**WHAT TO WORK ON**
Reproduce all of the items below line by line, changing no character.

**TASK DATA**

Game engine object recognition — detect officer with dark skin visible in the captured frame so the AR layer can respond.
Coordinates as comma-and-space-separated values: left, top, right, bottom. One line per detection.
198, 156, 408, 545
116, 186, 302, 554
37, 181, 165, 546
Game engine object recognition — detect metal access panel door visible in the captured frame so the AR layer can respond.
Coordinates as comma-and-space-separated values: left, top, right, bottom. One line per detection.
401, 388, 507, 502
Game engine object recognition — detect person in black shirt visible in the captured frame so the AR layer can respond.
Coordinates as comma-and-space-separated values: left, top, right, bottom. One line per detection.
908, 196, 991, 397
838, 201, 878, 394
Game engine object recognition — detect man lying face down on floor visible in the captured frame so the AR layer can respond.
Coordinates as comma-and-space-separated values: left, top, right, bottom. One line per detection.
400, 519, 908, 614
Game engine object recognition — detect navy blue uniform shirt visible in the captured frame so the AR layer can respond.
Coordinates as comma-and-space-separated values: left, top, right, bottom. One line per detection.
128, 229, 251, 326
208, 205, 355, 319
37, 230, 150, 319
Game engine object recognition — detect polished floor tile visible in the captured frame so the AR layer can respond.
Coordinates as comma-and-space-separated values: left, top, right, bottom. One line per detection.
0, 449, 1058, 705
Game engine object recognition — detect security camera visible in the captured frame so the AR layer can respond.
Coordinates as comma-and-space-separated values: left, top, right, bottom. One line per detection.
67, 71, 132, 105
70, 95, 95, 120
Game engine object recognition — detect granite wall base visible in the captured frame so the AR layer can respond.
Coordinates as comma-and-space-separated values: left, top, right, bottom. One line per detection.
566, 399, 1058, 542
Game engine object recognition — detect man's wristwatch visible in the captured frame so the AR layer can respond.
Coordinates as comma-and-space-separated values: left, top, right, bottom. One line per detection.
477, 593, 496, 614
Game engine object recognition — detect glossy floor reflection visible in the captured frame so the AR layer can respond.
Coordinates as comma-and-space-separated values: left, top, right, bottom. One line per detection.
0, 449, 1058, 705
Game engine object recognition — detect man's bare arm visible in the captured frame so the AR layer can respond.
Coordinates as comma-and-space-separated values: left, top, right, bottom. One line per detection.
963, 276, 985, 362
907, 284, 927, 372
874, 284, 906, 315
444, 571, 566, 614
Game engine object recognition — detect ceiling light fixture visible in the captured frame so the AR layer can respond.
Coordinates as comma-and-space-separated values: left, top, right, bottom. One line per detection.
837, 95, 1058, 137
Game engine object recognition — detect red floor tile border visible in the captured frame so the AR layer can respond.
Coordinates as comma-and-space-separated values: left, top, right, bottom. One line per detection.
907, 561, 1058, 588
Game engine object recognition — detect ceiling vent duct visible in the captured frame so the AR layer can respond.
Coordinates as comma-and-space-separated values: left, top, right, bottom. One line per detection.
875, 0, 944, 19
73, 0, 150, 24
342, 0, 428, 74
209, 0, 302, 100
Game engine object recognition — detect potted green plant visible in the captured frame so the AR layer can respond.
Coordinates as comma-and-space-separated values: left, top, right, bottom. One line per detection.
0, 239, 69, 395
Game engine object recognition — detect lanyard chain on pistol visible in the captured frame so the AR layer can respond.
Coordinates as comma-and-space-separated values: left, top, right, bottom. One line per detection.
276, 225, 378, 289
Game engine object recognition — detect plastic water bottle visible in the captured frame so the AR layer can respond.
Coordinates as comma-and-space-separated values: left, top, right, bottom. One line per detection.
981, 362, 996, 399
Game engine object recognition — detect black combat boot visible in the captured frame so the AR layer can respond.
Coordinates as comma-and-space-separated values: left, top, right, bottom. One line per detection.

**THE RESULT**
Game engine object recognition — detect officer with dark skin visible in the captured frame so the AR layer can respond.
Coordinates as comma-and-space-separated values: left, top, right, bottom. One line per detection.
198, 156, 408, 545
116, 186, 302, 554
37, 181, 165, 546
Game engine object recognition — detect metal access panel door visible in the captured frame so the AR layer can respond.
Coordinates as comma-and-space-separated values: left, top, right, bottom. One line per detection.
401, 388, 507, 502
Game engine object recognition — detect person in black shirt visible in the captured frame so the AR layer can respond.
Coordinates as comma-and-space-separated values: left, top, right, bottom. One line per detection.
908, 196, 991, 397
838, 201, 878, 394
Game engine object recognition — detect man lying face down on floor visible in the captured frame so the AR layer can respond.
Coordinates as comma-and-space-separated values: left, top, right, bottom. One line per detection.
400, 519, 908, 614
Game engine object recognition — detect navy blue uniform shirt visible in the captured frame so the AR layer can respond.
Coordinates as comma-and-space-separated values: left, top, right, bottom. One line per detection.
128, 229, 251, 326
208, 205, 355, 319
37, 230, 150, 319
Game engine object recognition — detect polished floor tile visible in the captured frame so the AR layer can respond.
Coordinates as comma-and-space-separated values: left, top, right, bottom. One line per detection.
0, 449, 1058, 705
Game engine object recognition — detect security camera visible in the captured frame so the AR layer can respond.
Coordinates as comma-and-space-separated values: left, top, right, bottom. One line per detection.
67, 71, 132, 105
70, 95, 95, 120
Game engine object recognition — detect granite wall base visible in the captured frame so the AR layer can respond.
Coordinates as comma-and-space-separated values: left, top, right, bottom. One line per detection.
566, 399, 1058, 542
Game engine object recognition — detect man's wristwatch visible in the captured frame so the AR layer can respond.
Coordinates as comma-and-space-separated values: left, top, right, bottom. One line per detection.
477, 593, 496, 614
Game engine object recognition — detect glossy floor reflection visible in the captured frame so the AR layer can respond.
Coordinates as comma-and-space-separated values: left, top, right, bottom. One line per detection.
0, 449, 1058, 705
Game engine object recognition — detect man's bare arm visible in the captured frame so the AR layer can respond.
Coordinates as comma-and-space-separated values: left, top, right, bottom. One line per detection.
963, 276, 985, 362
907, 284, 927, 372
874, 284, 906, 315
444, 571, 566, 614
Game engine object recognition — detect ceiling light fixture visible in the captured frame so the AR layer can respond.
Coordinates as comma-and-space-separated values: left, top, right, bottom. One line per detection.
837, 95, 1058, 137
Game engine object recognition — detect red floor tile border visible in the captured frame so the AR layer can respond.
Coordinates as comma-and-space-separated values: left, top, right, bottom. One line per detection.
907, 561, 1058, 588
Game engine object recognition — detect ceiling vent duct visible in the captured frame so the AR layer can respond.
Coordinates as comma-and-space-separated values: left, top, right, bottom. One line per detection.
875, 0, 944, 19
73, 0, 150, 24
342, 0, 428, 74
209, 0, 302, 100
Game engine object recognition — detect potted green plant visible in the captured frame so the AR layer can respond.
Coordinates as comma-and-space-separated values: left, top, right, bottom. One line per detection.
0, 239, 69, 395
Game engine object recognition — detect lanyard chain on pistol visible in the captured frame so the AR layer can respond.
Coordinates as comma-and-space-separated values: left, top, right, bottom. One line per detection.
276, 225, 378, 289
Game engine object recognition — detect plastic water bottle visible in the captured frame so the AR layer can respond.
Coordinates as comma-and-space-separated values: left, top, right, bottom. One line per detection.
981, 362, 996, 399
Game engine object recognition — detect black combat boot visible in the captured frame so the AR layer can respond.
Coordinates as comma-and-space-separated values: left, top, right, bottom. One line per detection.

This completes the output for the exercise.